**Exercise task 1**
Answer these questions using the passage on the three-legged stool.
(a) In which Melbourne Anglican groups is the stool image said to be referred to particularly often?
(b) According to the Hooker quotation, what comes after Reason?
(c) Whom does the essay say it was the ultimate insult to history to name as the principle's progenitor?
**Exercise task 2**
Update the passage on the three-legged stool by writing it out, starting with "Perhaps we need" and going on through "one or other...", with "primary" changed to "supreme".
**Exercise task 3**
Decide whether each statement agrees with the passage on the three-legged stool. Answer yes or no, and quote the words that settle it.
(a) The Wesleyan quadrilateral is described as open to similar abuses.
(b) In the Hooker quotation, Reason holds the first place.
(c) The essay places the rise of the principle in the nineteenth century.
*** Quoted passage
Anyway, his bit on the three-legged stool is quite provocative. I thought I'd share it, because it is still often referred to in Melbourne Anglican circles, particularly ordination candidate theological reflection groups, along with the Wesleyan quadrilateral which is open to similar abuses.

Perhaps we need to consider carefully what we are endorsing even by using the image of a stool or a quadrilateral - although we might keep affirming that biblical authority is primary, the equality of three legs or four quarters means the image works against any sense of primacy. I'd be interested in people's thoughts both on the article and how we might better express the usefulness of tradition, reason and experience in images that do not make biblical authority seem optional. Otherwise it's like having three/four parents you can ask for permission whenever you don't like the answer from one or other...


Anyway, at the head of the chapter he quotes what Hooker actually said:

"What Scripture doth plainly deliver, to that the first place both of credit and obedience is due; the next whereunto, is what any man can necessarily conclude by force of Reason; after this, the voice of the church succeedeth." Richard Hooker, Laws of Ecclesiastical Polity, Vol 5.

And in the body of the essay:

"At some point in the twentieth century, Anglican Christians became persuaded that they possessed a special divining rod for discerning Christian truth. Indeed, it was raised to the status of Anglicanism's special signature as such, against the denominational distinctives of others. It so took hold in the last century, in the vacuum created by the loss of a serious, pre-Tractarian doctrine of scripture, that it succeeded in cutting a wide swath through ecclesial discussions before it won a major victory: claim to antiquity and venerable, across-the-ages authority; that is, it became just the sort of comprehensive, sufficiently vague, allegedly distinctive Anglican "principle" needed to do duty once it was no longer clear what Pusey had bee worried about. This principle stood ready to accomodate Anglicans of every stripe, and indeed one might argue that it was the most lethal agent of obfuscation ever foisted upon Christian people, by virtue of its ability to confuse and forestall and shift and defer. The ultimate insult to history was to suggest that Richard Hooker was its progenitor.
******
*** Given data
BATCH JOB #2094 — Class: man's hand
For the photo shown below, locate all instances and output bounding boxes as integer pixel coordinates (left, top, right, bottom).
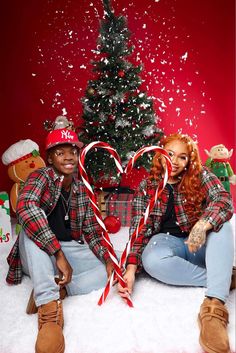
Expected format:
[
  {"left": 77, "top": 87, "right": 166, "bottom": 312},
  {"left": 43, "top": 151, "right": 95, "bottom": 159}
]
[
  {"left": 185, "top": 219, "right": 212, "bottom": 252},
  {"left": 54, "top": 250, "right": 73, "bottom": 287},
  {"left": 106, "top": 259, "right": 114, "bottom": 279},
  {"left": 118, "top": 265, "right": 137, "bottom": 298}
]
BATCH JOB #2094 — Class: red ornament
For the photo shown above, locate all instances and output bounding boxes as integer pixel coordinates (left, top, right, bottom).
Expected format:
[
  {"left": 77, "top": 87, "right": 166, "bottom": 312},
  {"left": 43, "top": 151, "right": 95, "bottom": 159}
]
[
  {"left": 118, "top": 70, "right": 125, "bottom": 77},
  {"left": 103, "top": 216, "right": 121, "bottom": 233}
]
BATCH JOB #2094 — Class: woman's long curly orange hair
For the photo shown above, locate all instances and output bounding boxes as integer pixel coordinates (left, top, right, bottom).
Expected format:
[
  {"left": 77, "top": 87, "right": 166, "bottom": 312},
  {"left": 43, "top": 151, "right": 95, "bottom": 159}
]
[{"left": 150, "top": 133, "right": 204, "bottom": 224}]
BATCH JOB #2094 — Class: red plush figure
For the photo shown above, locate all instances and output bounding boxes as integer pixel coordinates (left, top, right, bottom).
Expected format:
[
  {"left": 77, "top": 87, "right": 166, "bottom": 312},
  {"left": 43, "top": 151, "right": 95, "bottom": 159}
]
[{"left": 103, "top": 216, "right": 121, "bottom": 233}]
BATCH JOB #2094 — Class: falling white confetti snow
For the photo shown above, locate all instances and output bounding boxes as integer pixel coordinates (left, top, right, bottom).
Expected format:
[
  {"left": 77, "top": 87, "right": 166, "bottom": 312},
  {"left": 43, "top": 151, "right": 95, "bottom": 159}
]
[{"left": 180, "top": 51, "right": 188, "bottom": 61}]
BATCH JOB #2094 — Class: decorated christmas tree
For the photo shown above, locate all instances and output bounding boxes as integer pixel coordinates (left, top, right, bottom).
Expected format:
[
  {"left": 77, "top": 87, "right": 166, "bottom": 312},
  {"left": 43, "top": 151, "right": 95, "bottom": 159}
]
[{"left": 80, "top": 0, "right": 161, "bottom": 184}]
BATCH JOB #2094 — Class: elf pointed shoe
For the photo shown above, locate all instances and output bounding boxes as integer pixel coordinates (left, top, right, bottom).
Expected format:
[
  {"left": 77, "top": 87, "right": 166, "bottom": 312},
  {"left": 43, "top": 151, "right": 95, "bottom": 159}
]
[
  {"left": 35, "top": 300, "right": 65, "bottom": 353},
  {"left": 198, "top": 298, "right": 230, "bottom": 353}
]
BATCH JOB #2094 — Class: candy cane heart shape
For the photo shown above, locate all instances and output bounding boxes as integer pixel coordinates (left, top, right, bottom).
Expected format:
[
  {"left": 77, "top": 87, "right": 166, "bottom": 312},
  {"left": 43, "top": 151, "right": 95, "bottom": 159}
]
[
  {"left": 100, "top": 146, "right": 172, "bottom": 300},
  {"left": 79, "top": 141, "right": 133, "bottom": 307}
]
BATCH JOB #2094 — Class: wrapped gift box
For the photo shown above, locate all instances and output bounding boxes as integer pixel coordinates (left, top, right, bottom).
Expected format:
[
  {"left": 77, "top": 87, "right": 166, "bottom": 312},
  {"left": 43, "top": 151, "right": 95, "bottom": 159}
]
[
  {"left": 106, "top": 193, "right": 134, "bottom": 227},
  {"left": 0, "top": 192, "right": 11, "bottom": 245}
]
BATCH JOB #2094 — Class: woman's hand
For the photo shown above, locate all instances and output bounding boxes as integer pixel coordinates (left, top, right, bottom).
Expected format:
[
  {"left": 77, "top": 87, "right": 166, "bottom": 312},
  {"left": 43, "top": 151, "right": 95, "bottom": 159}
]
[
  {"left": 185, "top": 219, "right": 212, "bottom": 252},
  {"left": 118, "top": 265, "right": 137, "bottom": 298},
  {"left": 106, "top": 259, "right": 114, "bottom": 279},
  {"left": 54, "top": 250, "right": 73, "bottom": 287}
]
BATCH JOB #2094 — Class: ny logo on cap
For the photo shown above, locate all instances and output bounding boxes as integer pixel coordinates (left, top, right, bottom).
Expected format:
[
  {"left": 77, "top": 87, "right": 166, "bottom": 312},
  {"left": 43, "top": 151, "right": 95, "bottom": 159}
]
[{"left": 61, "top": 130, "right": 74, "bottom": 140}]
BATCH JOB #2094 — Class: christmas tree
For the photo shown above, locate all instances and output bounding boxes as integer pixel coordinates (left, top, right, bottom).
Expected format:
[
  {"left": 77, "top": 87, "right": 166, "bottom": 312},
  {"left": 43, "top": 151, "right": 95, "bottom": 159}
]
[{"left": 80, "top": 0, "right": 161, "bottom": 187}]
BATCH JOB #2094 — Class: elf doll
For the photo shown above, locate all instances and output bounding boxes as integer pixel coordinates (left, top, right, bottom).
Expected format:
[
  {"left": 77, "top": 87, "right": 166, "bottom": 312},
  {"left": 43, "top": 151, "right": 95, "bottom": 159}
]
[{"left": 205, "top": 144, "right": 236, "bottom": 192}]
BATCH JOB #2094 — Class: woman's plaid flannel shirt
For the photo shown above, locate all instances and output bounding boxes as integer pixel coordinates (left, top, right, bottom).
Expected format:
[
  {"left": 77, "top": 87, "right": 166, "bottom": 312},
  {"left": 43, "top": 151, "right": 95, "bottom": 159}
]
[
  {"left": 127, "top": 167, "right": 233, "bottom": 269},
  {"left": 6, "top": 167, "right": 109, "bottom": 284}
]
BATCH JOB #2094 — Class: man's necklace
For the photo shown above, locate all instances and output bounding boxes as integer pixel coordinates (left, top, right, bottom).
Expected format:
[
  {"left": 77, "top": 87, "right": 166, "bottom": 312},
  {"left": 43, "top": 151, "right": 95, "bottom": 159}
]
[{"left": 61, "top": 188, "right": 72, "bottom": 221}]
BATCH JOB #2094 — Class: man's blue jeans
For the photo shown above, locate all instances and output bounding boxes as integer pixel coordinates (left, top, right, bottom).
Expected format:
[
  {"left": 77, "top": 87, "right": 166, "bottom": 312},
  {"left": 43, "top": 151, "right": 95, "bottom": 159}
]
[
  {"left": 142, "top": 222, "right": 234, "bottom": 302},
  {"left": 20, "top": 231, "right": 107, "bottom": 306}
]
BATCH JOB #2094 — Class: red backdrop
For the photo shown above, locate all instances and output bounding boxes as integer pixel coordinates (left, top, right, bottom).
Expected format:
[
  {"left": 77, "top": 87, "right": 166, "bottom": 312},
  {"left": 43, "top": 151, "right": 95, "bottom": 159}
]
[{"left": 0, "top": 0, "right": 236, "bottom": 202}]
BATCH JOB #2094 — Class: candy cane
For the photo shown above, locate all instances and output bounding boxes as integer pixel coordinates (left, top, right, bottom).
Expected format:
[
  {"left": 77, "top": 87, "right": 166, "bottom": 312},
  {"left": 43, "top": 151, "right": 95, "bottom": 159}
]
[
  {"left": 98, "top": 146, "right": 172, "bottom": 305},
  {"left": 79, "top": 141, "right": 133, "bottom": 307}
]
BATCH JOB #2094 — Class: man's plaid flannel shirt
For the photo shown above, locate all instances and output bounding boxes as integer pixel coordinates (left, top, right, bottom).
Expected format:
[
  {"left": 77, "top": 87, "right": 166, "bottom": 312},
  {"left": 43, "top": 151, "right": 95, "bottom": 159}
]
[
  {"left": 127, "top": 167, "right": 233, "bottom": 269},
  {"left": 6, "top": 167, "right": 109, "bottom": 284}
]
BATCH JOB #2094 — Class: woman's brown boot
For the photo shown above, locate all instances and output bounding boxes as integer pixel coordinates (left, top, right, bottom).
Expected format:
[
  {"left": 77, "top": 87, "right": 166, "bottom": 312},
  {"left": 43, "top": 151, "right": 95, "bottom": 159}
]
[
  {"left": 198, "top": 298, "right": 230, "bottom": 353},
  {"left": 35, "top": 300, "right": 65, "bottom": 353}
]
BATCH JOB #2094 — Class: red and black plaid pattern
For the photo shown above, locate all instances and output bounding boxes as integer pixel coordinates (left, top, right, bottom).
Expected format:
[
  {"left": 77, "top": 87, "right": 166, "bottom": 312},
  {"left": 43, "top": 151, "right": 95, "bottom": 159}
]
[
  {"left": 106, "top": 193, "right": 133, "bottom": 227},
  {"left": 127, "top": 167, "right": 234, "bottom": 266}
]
******
**Full answer 1**
(a) Ordination candidate theological reflection groups.
(b) The voice of the church.
(c) Richard Hooker.

**Full answer 2**
Perhaps we need to consider carefully what we are endorsing even by using the image of a stool or a quadrilateral - although we might keep affirming that biblical authority is supreme, the equality of three legs or four quarters means the image works against any sense of primacy. I'd be interested in people's thoughts both on the article and how we might better express the usefulness of tradition, reason and experience in images that do not make biblical authority seem optional. Otherwise it's like having three/four parents you can ask for permission whenever you don't like the answer from one or other...

**Full answer 3**
(a) Yes: "along with the Wesleyan quadrilateral which is open to similar abuses."
(b) No: "What Scripture doth plainly deliver, to that the first place both of credit and obedience is due."
(c) No: "At some point in the twentieth century, Anglican Christians became persuaded that they possessed a special divining rod for discerning Christian truth."